[DATA FOR THIS EXERCISE Boundary: Start]

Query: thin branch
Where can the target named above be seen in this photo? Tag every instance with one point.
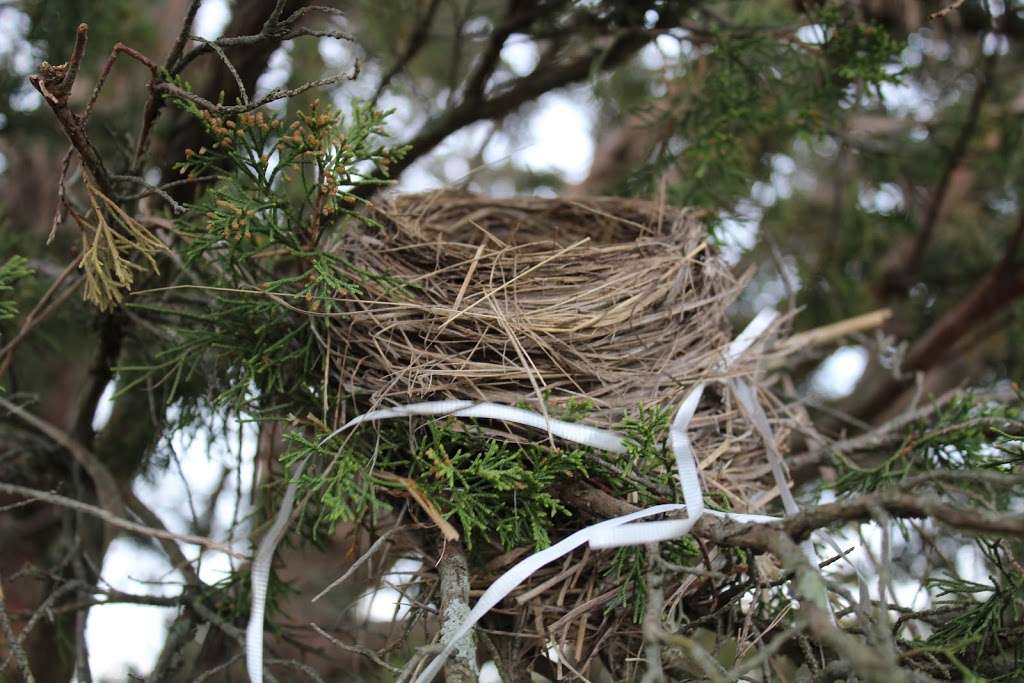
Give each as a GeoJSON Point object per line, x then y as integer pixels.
{"type": "Point", "coordinates": [454, 572]}
{"type": "Point", "coordinates": [107, 487]}
{"type": "Point", "coordinates": [898, 279]}
{"type": "Point", "coordinates": [173, 90]}
{"type": "Point", "coordinates": [114, 520]}
{"type": "Point", "coordinates": [416, 43]}
{"type": "Point", "coordinates": [14, 643]}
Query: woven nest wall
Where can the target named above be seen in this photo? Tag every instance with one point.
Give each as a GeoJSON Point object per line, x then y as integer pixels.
{"type": "Point", "coordinates": [619, 302]}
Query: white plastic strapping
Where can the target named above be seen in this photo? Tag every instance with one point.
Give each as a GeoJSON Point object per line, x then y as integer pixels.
{"type": "Point", "coordinates": [260, 577]}
{"type": "Point", "coordinates": [611, 532]}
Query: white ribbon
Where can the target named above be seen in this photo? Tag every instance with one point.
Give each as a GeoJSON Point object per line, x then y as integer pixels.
{"type": "Point", "coordinates": [624, 530]}
{"type": "Point", "coordinates": [260, 577]}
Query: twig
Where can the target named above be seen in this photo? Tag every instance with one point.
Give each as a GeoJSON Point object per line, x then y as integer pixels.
{"type": "Point", "coordinates": [416, 43]}
{"type": "Point", "coordinates": [114, 520]}
{"type": "Point", "coordinates": [356, 564]}
{"type": "Point", "coordinates": [357, 649]}
{"type": "Point", "coordinates": [454, 571]}
{"type": "Point", "coordinates": [107, 487]}
{"type": "Point", "coordinates": [14, 643]}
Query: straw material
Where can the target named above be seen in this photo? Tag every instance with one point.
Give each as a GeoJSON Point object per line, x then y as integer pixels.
{"type": "Point", "coordinates": [619, 302]}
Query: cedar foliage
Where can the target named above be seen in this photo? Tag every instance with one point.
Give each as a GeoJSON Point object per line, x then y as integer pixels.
{"type": "Point", "coordinates": [873, 145]}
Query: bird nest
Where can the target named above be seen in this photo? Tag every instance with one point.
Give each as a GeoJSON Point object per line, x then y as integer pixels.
{"type": "Point", "coordinates": [548, 303]}
{"type": "Point", "coordinates": [615, 302]}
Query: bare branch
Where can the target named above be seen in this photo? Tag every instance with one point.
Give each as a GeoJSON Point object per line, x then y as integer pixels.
{"type": "Point", "coordinates": [114, 520]}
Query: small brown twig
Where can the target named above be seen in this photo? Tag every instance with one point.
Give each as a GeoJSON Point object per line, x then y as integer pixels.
{"type": "Point", "coordinates": [116, 521]}
{"type": "Point", "coordinates": [15, 644]}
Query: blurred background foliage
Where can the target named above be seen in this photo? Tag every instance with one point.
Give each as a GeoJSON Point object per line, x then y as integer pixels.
{"type": "Point", "coordinates": [856, 155]}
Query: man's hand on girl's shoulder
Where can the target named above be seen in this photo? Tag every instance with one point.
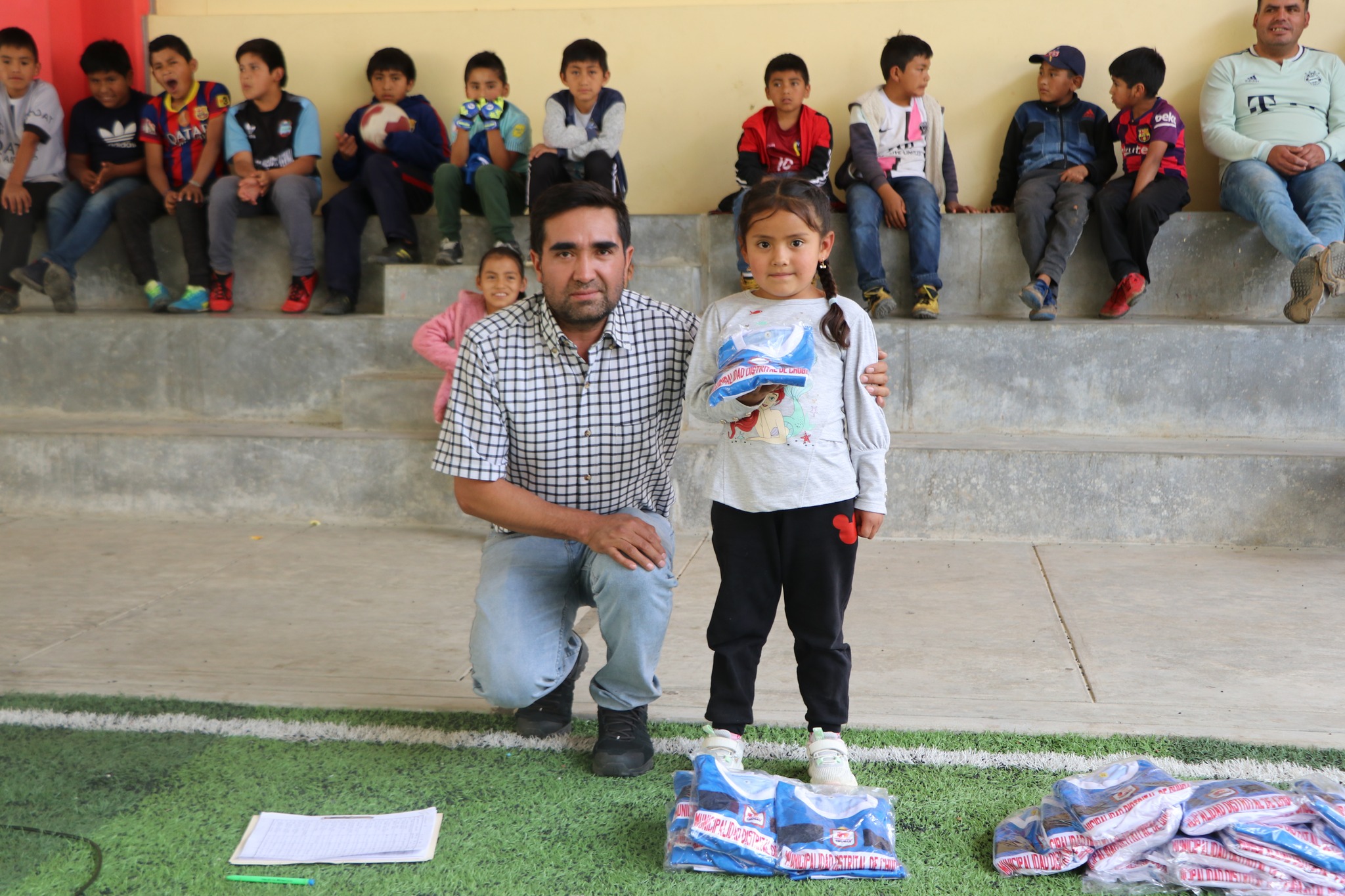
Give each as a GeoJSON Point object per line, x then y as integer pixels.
{"type": "Point", "coordinates": [866, 523]}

[DATA FOR THIS EXERCISE Boundary: End]

◆ **WHAT THE TASK ASKS**: A complete answer gives every line of the data that includes "Query".

◆ **TASK SOLUTION**:
Query: thin branch
Query: woven nest wall
Query: white plastic strapping
Query: white ribbon
Query: twig
Query: straw material
Query: cedar foliage
Query: bird nest
Query: bare branch
Query: small brown twig
Query: blurred background foliage
Query: man's hand on girl's shoulder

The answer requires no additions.